Text shown:
## begin

Even if it was a complete piece of junk, you would think people would comment to say so.

Good luck


----------



## markba633csi

If I'm not mistaken the head articulates on the Clausing whereas on the HF it doesnt.  Also I'm pretty sure the leadscrews are something like 8 tpi on the HF machine


----------



## NCjeeper

Go grab it. Does that help.


----------



## BGHansen

Seems to be a decent price.  Push comes to shove you can always resell it if you decide to go larger down the line.  Used stuff in good condition depreciates to a certain level than holds it's value.  I bought a used 1979 Jet JVM-830 mill for $1200 in around 1987.  I'd expect to get close to that 32 years later.

Bruce


----------



## Aaron_W

markba633csi said:


> If I'm not mistaken the head articulates on the Clausing whereas on the HF it doesnt.  Also I'm pretty sure the leadscrews are something like 8 tpi on the HF machine



If you mean the Clausing nods (in / out) like a Bridgeport, no it doesn't. Just rotates left / right on the column and tilts side to side. It looks like the HF does the same. 

According to the manual at HF it does have an 8 tpi lead screw. The Grizzly versions also seem to be 8 tpi. What is the significance of that other than moving the table a little faster?


----------



## mattthemuppet2

I got a very similar Grizzly 6x26 and like it a great deal. for that price you can't go wrong! Work envelope isn't huge, but within it the mill is very capable. I certainly wouldn't want to get rid of mine, fits perfectly in the limited space I have for it.


----------



## markba633csi

8 tpi means each turn of the handwheels moves the table by 0.125"  which is a little less convenient than 10 tpi would be (0.10 per turn)
Non-issue if you have a DRO installed
Looks like the head does tilt but it requires loosening 4 bolts


----------



## markba633csi

One thing I would check carefully is the fit of the quill in the head, make sure it's snug and precise and not loose and wiggly
Not an easy thing to correct


----------



## Janderso

You use it, learn some things and sell it to buy a better one when it comes along. Sounds like a deal.
I learned a bunch from my wore out Bridgeport. I have since then replaced it with a better, heavier, newer machine.


----------



## MikeInOr

I believe there is a 6x26 version and an 8x30 version of those smaller knee mills.  I believe the 6x26 version has it's own users group somewhere (all the Chinese 6x26's are pretty much identical).  I have the 8x30 version and it is an actual knee mill and a much better machine than a mill/drill  IMHO.


----------



## Janderso

You have a picture of that 8X30? I'd like to see it if you don't mind.


----------



## MontanaLon

Aaron_W said:


> I'm not sure how much trouble it would be since I didn't do it, but I would think you can remove the knee without too much trouble. That would probably knock off another 50-60lbs. It would certainly make the column a bit less awkward. Other than that everything else was a load of 100lbs or less, not too bad for one person, and should be no problem with two.

## end

Extracted records:
## begin

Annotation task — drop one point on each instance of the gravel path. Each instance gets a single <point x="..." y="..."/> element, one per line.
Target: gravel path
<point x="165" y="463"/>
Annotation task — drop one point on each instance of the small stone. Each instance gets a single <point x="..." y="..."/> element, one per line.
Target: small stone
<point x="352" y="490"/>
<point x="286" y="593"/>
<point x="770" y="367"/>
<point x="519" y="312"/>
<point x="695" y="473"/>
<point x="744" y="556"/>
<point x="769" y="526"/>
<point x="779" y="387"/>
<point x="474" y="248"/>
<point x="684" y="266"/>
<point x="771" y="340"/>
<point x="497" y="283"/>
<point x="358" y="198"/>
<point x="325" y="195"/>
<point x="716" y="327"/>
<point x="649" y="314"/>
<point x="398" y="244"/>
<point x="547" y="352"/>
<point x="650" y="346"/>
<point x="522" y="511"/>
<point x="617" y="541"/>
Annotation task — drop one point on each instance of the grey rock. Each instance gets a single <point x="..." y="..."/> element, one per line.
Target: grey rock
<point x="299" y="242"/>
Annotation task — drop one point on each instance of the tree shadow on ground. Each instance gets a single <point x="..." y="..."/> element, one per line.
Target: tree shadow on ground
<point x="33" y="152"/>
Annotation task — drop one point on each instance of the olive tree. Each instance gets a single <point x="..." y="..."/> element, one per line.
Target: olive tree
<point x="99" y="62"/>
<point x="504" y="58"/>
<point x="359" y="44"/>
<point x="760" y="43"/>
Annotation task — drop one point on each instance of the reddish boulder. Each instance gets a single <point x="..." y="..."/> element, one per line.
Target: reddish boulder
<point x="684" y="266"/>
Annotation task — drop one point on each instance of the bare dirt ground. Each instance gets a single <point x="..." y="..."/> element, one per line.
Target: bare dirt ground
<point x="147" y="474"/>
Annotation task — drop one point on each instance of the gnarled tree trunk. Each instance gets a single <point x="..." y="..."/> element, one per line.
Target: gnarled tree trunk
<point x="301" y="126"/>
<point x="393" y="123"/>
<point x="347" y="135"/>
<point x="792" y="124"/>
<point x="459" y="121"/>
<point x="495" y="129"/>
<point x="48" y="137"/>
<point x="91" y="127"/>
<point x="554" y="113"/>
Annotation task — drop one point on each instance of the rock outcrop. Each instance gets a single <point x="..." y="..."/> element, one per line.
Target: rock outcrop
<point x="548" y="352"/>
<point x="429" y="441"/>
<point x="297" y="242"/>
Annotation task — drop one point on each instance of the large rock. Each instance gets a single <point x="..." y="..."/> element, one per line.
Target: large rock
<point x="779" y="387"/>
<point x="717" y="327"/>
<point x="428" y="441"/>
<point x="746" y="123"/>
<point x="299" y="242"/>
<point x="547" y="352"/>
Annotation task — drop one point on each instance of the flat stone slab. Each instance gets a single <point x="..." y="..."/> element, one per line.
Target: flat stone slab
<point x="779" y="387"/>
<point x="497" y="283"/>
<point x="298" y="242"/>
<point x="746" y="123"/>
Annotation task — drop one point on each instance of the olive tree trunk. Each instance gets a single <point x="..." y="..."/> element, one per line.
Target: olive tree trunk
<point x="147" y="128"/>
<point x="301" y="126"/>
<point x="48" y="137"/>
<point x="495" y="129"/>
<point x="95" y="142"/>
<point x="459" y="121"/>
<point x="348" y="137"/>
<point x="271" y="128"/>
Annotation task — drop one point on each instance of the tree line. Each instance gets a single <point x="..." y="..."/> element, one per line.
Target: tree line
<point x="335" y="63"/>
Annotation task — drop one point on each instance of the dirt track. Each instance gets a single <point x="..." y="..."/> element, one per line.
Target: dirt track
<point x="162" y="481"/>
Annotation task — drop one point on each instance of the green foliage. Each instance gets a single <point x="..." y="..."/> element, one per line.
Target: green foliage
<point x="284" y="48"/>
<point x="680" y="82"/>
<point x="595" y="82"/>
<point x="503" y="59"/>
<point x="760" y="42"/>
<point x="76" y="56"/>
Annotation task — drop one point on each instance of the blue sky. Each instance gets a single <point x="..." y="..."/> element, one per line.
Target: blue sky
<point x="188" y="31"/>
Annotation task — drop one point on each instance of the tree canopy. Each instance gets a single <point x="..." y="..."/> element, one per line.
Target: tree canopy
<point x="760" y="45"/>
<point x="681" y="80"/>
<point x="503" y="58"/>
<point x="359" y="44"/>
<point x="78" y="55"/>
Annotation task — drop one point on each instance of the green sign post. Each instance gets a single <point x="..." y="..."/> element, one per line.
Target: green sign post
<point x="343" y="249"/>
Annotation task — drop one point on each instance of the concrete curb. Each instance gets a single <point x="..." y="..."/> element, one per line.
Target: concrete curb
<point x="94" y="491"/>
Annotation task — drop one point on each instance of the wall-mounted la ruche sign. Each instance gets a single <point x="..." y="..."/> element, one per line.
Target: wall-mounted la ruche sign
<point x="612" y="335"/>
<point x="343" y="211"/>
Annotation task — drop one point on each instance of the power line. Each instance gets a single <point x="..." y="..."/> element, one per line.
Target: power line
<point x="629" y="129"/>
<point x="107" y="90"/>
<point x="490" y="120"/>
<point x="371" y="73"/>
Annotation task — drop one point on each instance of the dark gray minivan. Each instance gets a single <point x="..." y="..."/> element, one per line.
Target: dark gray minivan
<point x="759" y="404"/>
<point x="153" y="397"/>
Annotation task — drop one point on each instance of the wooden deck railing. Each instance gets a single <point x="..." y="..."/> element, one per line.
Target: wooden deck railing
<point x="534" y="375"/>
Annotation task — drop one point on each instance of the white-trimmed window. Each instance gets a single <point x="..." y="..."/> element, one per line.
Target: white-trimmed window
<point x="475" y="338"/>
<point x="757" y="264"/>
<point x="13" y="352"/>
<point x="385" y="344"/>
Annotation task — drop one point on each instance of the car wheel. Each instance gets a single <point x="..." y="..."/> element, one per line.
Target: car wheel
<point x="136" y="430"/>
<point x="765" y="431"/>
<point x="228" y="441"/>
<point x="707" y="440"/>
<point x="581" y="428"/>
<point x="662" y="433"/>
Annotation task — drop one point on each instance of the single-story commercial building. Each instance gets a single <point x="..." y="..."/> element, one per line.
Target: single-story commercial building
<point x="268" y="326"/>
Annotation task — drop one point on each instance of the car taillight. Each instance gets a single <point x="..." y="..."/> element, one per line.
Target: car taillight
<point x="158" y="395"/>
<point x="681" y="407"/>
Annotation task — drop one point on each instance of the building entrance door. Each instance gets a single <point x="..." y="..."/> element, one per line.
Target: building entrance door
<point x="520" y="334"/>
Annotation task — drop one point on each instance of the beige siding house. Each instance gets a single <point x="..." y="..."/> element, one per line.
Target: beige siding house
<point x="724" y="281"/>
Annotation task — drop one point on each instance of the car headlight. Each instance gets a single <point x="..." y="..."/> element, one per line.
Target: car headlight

## end

To do:
• 1. For the forum thread about the small mill, decide whether each statement agrees with it: (a) The HF manual gives the machine an 8 tpi lead screw. (b) MikeInOr owns the 8x30 version. (c) BGHansen bought his Jet mill for $1200 in 1979. Answer yes or no for each and quote the deciding words.
• 2. Duplicate the part of the forum thread about the small mill starting with "## MikeInOr" and going on through "you don't mind.".
• 3. Carry on the forum thread about the small mill past its last line.

Answers to each task:
• 1.
(a) Yes: "According to the manual at HF it does have an 8 tpi lead screw."
(b) Yes: "I have the 8x30 version"
(c) No: "I bought a used 1979 Jet JVM-830 mill for $1200 in around 1987."

• 2.
## MikeInOr

I believe there is a 6x26 version and an 8x30 version of those smaller knee mills.  I believe the 6x26 version has it's own users group somewhere (all the Chinese 6x26's are pretty much identical).  I have the 8x30 version and it is an actual knee mill and a much better machine than a mill/drill  IMHO.


----------



## Janderso

You have a picture of that 8X30? I'd like to see it if you don't mind.

• 3.
> 
> If you buy this one, I'll be very curious to know how it works out. I have limited height in my shop so this size mill was an ideal size for me and I spent some time trying to find out about these HF mills. I was not able to find any comments on them good or bad which surprises me because it is a really nice size to bridge the gap between the larger mill/drills and knee mills like Millrite or the ubiquitous Bridgeports.
> Even if it was a complete piece of junk, you would think people would comment to say so.
> 
> Good luck


It doesn't look too tricky and will definitely be needed. When I pick it up I will definitely keep everyone posted.


mattthemuppet2 said:


> I got a very similar Grizzly 6x26 and like it a great deal. for that price you can't go wrong! Work envelope isn't huge, but within it the mill is very capable. I certainly wouldn't want to get rid of mine, fits perfectly in the limited space I have for it.





markba633csi said:


> 8 tpi means each turn of the handwheels moves the table by 0.125"  which is a little less convenient than 10 tpi would be (0.10 per turn)
> Non-issue if you have a DRO installed
> Looks like the head does tilt but it requires loosening 4 bolts


A DRO would be a future thing but I can definitely see the advantages even over a 10 pitch lead screw.


NCjeeper said:


> Go grab it. Does that help.


You sir, are a bad influence.


----------



## martik777

Good review of the mill:


----------



## markba633csi

We hardly ever talk anyone out of buying a machine, unless it's a real rust pile casserole


----------



## BGHansen

Janderso said:


> You have a picture of that 8X30? I'd like to see it if you don't mind.


Hi Jeff,

Here's a photo of my Jet JVM-830.  Grizzly makes a comparable one (along with others).  I put a 4-axis TPAC Tools DRO on it and a X-axis power feed from a Grizzly round column Rong Fu mill/drill clone.  Also put a smaller pulley on top of the motor cone pulley and the mid-shaft pulley to get the speed down to around 150 rpm.  Been a pretty decent mill for a lot of years.  Weighs around 900 lbs. and is pretty solid.  Great size for a smaller shop.  Oh, made a 5 1/2" riser block from a 8" round to get about 18" max distance from the spindle to the table.  

Bruce


----------



## MontanaLon

For the record, you guys stink at following directions. I bought it. Had to disassemble to bring it home. Only sticky point was a machine clip in table I had to bend to remove. 

Still had cosmoline full of aluminum chips only. Nota speck of steel. 

Cleaning and reassembly will take a while. Then I can get the cosmoline off the mill and put it back together in basement.


----------



## mattthemuppet2

nice, I think you'll be pretty happy with it!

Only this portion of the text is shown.